### What you will do
Please collect each line below that contains the word "dress", counting only matches with the same case.

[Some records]
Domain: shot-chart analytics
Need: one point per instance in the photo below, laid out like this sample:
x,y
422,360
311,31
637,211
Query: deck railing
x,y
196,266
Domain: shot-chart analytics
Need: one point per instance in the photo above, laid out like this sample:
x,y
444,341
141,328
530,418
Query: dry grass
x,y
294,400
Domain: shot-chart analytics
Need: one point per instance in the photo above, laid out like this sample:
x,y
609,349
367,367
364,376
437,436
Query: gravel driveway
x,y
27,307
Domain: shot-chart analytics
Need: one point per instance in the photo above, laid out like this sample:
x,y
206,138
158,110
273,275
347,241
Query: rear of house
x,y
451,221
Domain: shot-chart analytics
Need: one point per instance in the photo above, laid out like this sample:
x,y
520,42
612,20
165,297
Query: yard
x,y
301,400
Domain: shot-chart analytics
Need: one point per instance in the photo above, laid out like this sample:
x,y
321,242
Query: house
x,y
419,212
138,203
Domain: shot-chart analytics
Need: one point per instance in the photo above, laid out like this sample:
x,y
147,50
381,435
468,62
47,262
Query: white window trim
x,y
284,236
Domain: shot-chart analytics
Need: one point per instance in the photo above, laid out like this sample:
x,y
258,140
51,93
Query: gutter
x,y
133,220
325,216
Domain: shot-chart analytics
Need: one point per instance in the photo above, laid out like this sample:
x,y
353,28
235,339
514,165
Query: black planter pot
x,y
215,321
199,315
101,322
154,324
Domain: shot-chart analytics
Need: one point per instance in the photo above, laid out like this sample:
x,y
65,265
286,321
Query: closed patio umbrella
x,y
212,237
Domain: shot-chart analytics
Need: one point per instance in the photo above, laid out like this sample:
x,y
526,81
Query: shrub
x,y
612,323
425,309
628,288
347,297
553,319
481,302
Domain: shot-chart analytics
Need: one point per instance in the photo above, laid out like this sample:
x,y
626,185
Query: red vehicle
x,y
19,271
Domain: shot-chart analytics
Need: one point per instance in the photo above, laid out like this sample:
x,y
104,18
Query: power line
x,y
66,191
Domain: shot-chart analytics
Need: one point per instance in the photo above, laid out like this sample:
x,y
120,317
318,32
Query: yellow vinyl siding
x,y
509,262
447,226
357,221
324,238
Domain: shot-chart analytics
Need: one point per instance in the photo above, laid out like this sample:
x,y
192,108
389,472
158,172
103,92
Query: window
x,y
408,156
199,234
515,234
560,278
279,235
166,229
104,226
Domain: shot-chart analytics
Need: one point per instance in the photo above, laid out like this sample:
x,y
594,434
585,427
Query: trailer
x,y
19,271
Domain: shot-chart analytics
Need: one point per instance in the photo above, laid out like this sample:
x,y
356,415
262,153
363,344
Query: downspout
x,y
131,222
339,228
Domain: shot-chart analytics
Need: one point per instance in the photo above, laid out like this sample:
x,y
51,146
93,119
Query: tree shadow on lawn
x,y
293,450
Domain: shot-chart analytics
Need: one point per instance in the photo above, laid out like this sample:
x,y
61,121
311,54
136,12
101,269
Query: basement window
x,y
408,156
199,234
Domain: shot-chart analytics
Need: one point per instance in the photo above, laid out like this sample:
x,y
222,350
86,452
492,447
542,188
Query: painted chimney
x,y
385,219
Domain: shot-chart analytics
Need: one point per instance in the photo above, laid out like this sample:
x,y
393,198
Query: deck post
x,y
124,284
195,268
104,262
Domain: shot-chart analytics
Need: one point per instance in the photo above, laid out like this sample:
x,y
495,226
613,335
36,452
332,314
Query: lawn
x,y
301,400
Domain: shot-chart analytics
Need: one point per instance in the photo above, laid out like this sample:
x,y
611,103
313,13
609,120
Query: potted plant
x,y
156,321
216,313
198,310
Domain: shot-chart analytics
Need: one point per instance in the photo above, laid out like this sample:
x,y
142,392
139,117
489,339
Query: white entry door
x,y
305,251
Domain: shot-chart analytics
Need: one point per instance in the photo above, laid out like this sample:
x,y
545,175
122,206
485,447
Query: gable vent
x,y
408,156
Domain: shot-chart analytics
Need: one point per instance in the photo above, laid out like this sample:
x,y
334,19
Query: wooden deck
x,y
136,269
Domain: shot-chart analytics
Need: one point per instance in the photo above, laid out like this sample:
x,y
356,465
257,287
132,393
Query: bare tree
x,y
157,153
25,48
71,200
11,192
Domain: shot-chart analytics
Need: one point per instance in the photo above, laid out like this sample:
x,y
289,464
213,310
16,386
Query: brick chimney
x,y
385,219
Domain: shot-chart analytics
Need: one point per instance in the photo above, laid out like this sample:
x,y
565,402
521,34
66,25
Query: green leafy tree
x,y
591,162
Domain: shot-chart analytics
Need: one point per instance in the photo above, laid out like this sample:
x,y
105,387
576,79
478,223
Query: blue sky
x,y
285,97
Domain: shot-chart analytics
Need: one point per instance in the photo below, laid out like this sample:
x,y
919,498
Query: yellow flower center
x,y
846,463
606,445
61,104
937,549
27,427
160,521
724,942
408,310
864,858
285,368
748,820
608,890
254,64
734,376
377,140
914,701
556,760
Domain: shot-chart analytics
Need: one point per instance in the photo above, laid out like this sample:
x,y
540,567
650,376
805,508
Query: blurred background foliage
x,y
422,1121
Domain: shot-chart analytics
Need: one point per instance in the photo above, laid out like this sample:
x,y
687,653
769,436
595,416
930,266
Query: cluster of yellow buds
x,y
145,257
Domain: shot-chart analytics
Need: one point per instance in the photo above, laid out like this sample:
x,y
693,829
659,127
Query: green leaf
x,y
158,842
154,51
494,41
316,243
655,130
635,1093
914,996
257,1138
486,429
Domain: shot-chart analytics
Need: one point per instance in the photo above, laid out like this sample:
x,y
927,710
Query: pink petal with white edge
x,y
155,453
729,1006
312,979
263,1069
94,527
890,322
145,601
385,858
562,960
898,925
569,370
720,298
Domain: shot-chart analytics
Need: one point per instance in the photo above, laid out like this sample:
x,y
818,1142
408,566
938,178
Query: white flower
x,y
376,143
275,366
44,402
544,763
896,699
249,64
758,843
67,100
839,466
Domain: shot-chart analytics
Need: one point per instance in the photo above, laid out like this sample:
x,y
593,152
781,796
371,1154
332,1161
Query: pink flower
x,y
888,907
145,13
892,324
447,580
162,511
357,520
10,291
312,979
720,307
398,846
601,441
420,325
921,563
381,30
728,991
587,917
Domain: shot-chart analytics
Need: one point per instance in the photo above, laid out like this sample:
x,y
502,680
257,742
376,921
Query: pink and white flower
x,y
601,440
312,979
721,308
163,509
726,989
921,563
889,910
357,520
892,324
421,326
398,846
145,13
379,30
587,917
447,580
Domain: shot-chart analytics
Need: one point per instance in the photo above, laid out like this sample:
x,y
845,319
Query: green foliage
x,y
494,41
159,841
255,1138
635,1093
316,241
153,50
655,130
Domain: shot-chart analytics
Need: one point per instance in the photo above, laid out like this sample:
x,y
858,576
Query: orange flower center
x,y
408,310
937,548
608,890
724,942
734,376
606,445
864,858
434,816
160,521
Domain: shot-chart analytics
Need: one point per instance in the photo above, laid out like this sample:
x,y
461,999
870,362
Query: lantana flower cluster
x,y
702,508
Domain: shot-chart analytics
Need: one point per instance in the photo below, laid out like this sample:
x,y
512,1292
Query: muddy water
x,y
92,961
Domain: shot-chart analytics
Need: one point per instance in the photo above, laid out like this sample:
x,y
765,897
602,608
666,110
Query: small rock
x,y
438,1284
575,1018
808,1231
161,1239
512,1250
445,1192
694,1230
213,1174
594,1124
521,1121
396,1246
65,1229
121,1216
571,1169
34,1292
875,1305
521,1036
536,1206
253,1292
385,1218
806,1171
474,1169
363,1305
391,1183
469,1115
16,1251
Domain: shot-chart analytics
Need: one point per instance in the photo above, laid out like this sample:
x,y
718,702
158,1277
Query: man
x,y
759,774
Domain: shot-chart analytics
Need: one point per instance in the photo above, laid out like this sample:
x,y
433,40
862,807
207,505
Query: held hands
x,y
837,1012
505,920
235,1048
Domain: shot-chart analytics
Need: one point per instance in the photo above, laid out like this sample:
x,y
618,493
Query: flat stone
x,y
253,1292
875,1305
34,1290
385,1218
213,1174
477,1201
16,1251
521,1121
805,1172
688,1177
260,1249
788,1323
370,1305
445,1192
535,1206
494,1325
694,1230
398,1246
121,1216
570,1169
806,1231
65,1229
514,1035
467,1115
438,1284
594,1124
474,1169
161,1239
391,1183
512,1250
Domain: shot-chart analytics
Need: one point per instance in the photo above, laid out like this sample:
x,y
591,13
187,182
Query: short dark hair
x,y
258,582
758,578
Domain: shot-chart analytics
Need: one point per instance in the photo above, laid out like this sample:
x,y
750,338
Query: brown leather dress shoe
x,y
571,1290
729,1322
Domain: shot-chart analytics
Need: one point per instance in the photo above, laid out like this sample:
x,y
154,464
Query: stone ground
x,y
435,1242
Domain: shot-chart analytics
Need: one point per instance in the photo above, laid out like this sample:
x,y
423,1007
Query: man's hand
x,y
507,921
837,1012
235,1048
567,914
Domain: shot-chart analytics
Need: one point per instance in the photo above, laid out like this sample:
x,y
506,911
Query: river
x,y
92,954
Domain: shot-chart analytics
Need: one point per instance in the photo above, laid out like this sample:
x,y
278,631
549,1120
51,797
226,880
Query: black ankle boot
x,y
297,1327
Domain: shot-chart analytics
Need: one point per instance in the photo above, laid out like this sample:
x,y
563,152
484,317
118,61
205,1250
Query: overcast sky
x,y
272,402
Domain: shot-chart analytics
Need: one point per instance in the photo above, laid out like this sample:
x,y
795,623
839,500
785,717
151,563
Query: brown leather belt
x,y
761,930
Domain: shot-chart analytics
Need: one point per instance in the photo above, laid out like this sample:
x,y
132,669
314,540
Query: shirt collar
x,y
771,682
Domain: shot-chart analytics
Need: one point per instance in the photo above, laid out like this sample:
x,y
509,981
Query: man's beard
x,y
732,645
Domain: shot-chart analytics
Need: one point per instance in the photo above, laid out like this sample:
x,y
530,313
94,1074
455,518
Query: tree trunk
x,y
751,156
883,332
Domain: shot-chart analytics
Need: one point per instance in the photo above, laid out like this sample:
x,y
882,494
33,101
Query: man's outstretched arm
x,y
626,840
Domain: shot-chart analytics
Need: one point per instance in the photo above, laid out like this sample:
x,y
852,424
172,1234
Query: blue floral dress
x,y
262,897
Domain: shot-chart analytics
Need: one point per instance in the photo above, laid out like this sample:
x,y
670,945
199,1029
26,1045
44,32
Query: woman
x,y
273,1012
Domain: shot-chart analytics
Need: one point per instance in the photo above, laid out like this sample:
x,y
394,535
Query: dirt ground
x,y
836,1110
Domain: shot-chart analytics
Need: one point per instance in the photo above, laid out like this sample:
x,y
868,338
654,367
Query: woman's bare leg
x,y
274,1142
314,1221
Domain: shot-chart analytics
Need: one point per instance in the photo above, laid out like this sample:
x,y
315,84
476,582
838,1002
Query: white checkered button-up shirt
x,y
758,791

### Solution to this exercise
Query: brown leather dress shoe
Query: blue floral dress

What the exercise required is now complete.